# [Objective 1]
Find and copy every line of the rows below that contains the string "concrete".

[begin Supplied text]

The majority of “Akane no Mai” (Japanese for “Akane’s dance”) was dedicated to Maeve’s (Thandie Newton) storyline; a character who’s been somewhat overshadowed this season. Maeve, Hector (Rodrigo Santoro), and Lee Sizemore (Simon Quarterman) were captured by a ronin named Misashi (Hiroyuki Sanada) and his men, then escorted to a village to meet other people they soon realise are their “duplicates”.
Sizemore’s laziness resulted in him taking shortcuts in his work, so many of Shogun World’s characters are just variations on Westworld personas transposed onto Japan’s Edo period. And they’re even following recycled narratives, as an action sequence echoing the choreography of Hector’s Mariposa heist demonstrated. Also, I loved the cover of The Rolling Stones’ “Paint it Black”, which continued this season’s tendency for composer Ramin Djawadi to give pop classics a thematic twist. It was also used for last season’s Mariposa sequence.

[end Supplied text]
[begin Records to use]

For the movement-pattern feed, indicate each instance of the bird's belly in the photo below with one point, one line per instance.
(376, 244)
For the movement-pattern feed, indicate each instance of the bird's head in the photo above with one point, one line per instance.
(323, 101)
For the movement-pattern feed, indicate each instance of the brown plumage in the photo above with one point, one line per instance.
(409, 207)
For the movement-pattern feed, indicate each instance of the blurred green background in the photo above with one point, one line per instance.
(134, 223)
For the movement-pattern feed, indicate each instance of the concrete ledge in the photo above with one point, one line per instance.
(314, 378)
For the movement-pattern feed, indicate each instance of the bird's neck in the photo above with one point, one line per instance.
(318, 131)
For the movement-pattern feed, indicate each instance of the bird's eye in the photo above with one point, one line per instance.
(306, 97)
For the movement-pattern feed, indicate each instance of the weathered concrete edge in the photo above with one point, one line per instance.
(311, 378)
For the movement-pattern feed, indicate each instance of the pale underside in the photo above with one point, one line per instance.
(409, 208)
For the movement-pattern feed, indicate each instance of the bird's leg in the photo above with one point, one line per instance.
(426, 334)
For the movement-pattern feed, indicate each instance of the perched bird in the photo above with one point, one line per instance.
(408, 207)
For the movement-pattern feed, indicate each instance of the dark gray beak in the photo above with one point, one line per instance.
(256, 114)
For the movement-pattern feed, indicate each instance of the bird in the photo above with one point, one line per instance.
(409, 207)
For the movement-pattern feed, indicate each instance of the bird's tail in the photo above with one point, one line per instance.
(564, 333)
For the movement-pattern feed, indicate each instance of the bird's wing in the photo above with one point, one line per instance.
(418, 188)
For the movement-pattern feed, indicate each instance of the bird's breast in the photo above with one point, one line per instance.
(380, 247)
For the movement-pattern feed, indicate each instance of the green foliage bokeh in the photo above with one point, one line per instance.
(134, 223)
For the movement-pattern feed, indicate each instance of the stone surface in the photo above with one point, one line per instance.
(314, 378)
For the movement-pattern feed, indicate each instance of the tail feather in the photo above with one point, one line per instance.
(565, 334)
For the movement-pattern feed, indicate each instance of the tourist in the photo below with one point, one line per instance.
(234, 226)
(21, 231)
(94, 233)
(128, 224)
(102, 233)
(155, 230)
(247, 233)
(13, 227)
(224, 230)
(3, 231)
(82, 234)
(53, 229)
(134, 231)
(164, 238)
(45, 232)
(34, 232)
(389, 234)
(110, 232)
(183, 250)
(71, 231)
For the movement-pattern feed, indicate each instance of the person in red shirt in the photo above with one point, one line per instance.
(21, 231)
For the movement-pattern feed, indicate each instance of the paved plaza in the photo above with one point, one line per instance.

[end Records to use]

# [Objective 2]
Name every actor who appears in parentheses in the Westworld passage above.

# [Result 1]
For the movement-pattern feed, indicate each instance of the concrete ledge in the photo above with one point, one line per instance.
For the movement-pattern feed, indicate each instance of the weathered concrete edge in the photo above with one point, one line per instance.

# [Result 2]
Thandie Newton
Rodrigo Santoro
Simon Quarterman
Hiroyuki Sanada